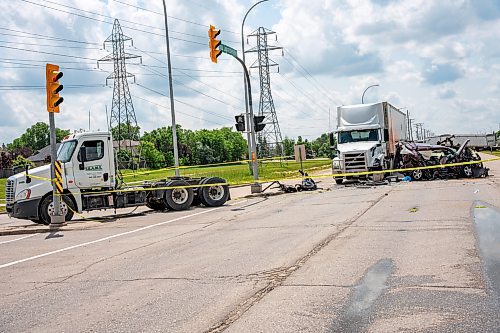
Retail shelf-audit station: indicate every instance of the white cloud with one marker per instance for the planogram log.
(438, 59)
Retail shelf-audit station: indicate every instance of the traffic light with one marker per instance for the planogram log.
(214, 43)
(240, 123)
(52, 76)
(258, 125)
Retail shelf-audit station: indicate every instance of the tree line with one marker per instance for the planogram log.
(196, 147)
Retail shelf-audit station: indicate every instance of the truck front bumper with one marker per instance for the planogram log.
(27, 209)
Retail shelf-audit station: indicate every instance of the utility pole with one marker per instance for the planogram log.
(248, 114)
(171, 95)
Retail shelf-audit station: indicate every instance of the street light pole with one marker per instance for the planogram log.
(252, 145)
(171, 87)
(363, 97)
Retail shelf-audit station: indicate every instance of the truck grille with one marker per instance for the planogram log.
(9, 192)
(355, 162)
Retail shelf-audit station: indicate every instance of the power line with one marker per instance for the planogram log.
(172, 17)
(49, 53)
(193, 89)
(316, 83)
(179, 101)
(104, 21)
(40, 36)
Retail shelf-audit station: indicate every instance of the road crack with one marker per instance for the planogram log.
(278, 276)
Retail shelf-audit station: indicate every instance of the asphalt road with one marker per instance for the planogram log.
(405, 257)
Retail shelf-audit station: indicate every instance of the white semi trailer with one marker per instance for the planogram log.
(366, 138)
(90, 183)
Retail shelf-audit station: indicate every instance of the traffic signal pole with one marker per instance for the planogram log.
(256, 187)
(56, 219)
(52, 76)
(215, 52)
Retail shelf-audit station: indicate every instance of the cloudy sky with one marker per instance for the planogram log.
(438, 59)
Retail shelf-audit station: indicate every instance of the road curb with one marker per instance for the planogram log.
(24, 231)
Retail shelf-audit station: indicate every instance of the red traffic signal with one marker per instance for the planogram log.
(52, 86)
(240, 122)
(258, 125)
(214, 43)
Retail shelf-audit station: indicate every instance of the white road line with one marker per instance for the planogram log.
(103, 239)
(15, 240)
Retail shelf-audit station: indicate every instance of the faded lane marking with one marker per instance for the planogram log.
(104, 239)
(15, 240)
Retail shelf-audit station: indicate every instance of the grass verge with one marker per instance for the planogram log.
(235, 174)
(2, 194)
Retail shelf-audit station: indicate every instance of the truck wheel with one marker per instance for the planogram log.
(467, 171)
(179, 198)
(154, 205)
(213, 196)
(47, 206)
(417, 174)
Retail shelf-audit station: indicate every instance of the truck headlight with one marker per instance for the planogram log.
(23, 195)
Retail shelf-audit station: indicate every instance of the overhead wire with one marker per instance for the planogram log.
(172, 17)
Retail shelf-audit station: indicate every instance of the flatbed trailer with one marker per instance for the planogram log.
(89, 182)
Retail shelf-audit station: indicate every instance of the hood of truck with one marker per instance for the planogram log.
(356, 146)
(38, 186)
(43, 171)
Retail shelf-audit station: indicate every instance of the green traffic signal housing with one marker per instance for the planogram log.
(258, 123)
(214, 43)
(240, 122)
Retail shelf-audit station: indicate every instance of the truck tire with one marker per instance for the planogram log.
(213, 196)
(46, 206)
(417, 174)
(178, 198)
(155, 205)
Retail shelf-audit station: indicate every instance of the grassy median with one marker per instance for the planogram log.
(235, 174)
(2, 194)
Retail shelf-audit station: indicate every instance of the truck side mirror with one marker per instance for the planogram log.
(83, 157)
(333, 143)
(28, 178)
(386, 135)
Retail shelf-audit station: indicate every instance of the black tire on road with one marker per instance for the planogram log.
(213, 196)
(46, 205)
(467, 171)
(178, 198)
(156, 205)
(417, 174)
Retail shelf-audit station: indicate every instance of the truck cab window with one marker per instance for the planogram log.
(66, 151)
(357, 136)
(93, 149)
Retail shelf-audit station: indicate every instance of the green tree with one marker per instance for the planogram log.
(126, 131)
(153, 157)
(36, 137)
(288, 146)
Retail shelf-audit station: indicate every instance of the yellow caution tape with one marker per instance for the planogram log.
(129, 174)
(268, 180)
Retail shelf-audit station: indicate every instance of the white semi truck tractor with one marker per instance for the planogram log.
(90, 183)
(367, 135)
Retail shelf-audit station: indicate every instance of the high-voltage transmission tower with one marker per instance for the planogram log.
(269, 140)
(122, 118)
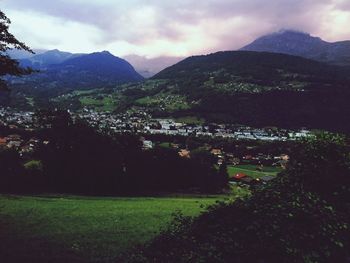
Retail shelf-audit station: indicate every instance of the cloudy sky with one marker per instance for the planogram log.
(168, 27)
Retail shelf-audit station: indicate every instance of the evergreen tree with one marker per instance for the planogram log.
(8, 41)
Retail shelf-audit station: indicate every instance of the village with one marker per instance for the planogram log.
(246, 168)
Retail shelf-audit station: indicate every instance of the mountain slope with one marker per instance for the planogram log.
(51, 57)
(304, 45)
(148, 67)
(90, 71)
(254, 88)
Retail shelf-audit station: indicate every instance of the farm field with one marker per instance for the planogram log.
(251, 171)
(84, 229)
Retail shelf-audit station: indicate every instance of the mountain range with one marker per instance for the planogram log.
(286, 79)
(302, 44)
(148, 67)
(62, 72)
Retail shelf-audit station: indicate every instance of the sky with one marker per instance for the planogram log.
(154, 28)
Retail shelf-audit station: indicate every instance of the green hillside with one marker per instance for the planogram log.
(84, 229)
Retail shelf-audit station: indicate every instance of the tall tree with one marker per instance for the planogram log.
(8, 41)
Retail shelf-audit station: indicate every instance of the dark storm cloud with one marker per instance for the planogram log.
(220, 24)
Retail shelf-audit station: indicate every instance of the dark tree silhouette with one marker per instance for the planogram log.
(8, 41)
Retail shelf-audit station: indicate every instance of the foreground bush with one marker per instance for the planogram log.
(295, 219)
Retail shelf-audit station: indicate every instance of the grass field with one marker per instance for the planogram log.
(83, 229)
(251, 171)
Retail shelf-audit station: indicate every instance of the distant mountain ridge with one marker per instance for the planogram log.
(302, 44)
(62, 71)
(148, 67)
(44, 60)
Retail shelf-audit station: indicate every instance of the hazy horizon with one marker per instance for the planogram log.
(162, 28)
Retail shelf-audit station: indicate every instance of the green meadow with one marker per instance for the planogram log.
(85, 229)
(251, 171)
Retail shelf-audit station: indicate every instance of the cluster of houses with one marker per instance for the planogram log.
(17, 119)
(16, 142)
(142, 123)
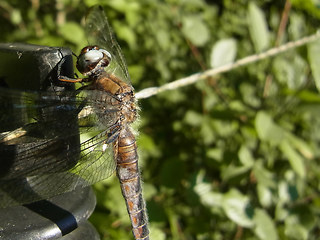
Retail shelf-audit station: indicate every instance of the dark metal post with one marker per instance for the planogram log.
(32, 67)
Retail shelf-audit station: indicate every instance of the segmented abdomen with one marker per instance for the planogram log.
(128, 173)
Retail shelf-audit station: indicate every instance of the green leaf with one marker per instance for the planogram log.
(237, 208)
(296, 161)
(258, 27)
(314, 59)
(265, 228)
(223, 52)
(267, 129)
(195, 30)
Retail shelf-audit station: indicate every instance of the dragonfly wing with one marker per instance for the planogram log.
(99, 33)
(40, 145)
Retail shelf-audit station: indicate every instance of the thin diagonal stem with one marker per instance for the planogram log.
(148, 92)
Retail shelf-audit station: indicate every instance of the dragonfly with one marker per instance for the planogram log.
(40, 147)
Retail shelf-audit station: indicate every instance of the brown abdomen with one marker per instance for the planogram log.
(128, 173)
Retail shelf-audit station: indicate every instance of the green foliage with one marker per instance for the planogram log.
(232, 157)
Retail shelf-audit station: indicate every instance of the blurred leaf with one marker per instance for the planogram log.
(245, 156)
(258, 27)
(264, 228)
(237, 208)
(72, 32)
(267, 129)
(314, 59)
(195, 29)
(264, 194)
(223, 52)
(193, 118)
(296, 161)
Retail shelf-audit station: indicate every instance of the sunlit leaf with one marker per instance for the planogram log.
(258, 27)
(267, 129)
(314, 59)
(264, 228)
(296, 161)
(237, 208)
(195, 29)
(223, 52)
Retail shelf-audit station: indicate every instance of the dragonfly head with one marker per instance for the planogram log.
(91, 59)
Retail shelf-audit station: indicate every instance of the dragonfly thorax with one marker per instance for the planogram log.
(92, 59)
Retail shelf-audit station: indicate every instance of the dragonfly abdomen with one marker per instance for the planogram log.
(128, 174)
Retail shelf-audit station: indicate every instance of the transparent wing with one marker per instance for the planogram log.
(53, 142)
(99, 33)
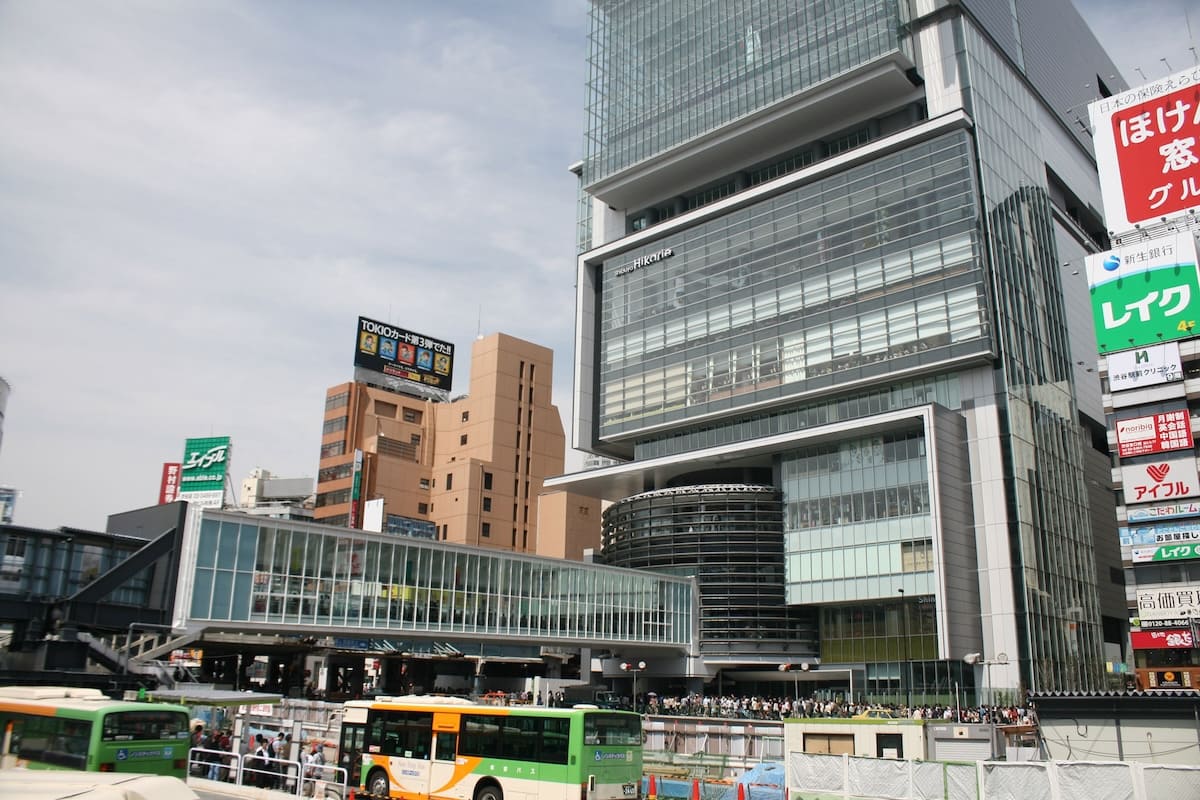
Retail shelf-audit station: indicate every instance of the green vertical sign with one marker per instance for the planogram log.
(204, 468)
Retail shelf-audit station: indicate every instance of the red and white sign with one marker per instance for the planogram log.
(1168, 639)
(1139, 435)
(1164, 480)
(168, 489)
(1147, 150)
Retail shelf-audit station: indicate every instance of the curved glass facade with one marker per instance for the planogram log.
(856, 275)
(311, 577)
(730, 539)
(663, 73)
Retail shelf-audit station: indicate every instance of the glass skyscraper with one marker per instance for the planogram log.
(822, 326)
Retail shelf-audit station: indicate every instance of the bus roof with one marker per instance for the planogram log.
(48, 698)
(57, 785)
(445, 702)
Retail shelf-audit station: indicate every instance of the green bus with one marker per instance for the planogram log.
(450, 749)
(61, 727)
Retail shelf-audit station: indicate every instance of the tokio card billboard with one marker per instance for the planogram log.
(1164, 480)
(1145, 293)
(402, 360)
(204, 470)
(1147, 150)
(1141, 435)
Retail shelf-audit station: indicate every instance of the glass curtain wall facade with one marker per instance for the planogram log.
(263, 573)
(855, 276)
(663, 73)
(1049, 525)
(901, 256)
(725, 536)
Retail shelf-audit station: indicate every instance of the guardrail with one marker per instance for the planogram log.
(277, 774)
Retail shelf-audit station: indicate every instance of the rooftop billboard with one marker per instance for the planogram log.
(407, 362)
(204, 469)
(1146, 150)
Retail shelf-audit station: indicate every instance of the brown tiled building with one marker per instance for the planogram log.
(467, 471)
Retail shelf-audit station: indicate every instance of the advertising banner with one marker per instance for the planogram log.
(1140, 435)
(1168, 639)
(1146, 150)
(204, 469)
(1145, 293)
(1159, 624)
(7, 503)
(1162, 481)
(1145, 367)
(168, 487)
(1165, 511)
(355, 489)
(407, 359)
(1162, 534)
(1169, 601)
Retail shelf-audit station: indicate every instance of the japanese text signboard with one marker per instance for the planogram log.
(1164, 553)
(168, 488)
(204, 469)
(1140, 435)
(1174, 601)
(1145, 293)
(1146, 366)
(1162, 639)
(1159, 481)
(402, 360)
(1165, 511)
(1147, 150)
(1167, 533)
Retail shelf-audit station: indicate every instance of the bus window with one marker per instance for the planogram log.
(613, 729)
(445, 746)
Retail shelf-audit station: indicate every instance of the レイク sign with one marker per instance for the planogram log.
(1145, 294)
(1147, 150)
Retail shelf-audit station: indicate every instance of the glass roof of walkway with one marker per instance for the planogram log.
(270, 576)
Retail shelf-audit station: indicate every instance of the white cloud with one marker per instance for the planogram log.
(201, 198)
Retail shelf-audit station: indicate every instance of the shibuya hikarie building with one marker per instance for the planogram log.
(827, 326)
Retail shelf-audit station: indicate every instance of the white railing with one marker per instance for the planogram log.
(279, 774)
(881, 779)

•••••

GOAL: Rescale the material from the line containing "of the advertising" through the end of the material, both ends included. Reproduce every line with the requests unchanged, and multiply each coordinate in the answers by 1.35, rounding to whole numbers with halves rounded up.

WORKED ANSWER:
Retail shelf-audit station: indicate every instance of the advertising banner with one marker per instance for the planogram log.
(1539, 587)
(1577, 863)
(1547, 203)
(275, 633)
(1546, 396)
(1565, 842)
(9, 679)
(1569, 649)
(1546, 495)
(227, 657)
(1573, 690)
(479, 660)
(549, 485)
(1569, 721)
(1578, 811)
Retail shelf-audit station: indicate every instance of the japanese text signboard with one marker per instance for the planogram log.
(1571, 747)
(227, 659)
(275, 633)
(1539, 587)
(1585, 811)
(1546, 396)
(1547, 494)
(1569, 863)
(1565, 649)
(543, 486)
(1573, 690)
(1548, 203)
(1575, 720)
Retail shelf-audit station: indicate every instance of the bus window with one marker per instance for the planogram log.
(828, 984)
(601, 1007)
Retail shelf-audit station: indicate every instance of the レイク sign with one marker per instance for the planogram log.
(1546, 397)
(1548, 203)
Retail shelf-audit station: indicate every instance of the glass roof of walkway with one marker per instance for the planogram log.
(365, 778)
Retail shelf-audit station: indicate every instance of the white cloud with one marker per instance for the planogram log.
(271, 267)
Retail shelf-audit station: indicate every instance of the shibuya hikarie building with one marker per instance for the planogram log.
(1116, 440)
Retail shelf-audit station: indicate every instance of the white railing with one marker per instance for the planogram log.
(377, 1045)
(1189, 1052)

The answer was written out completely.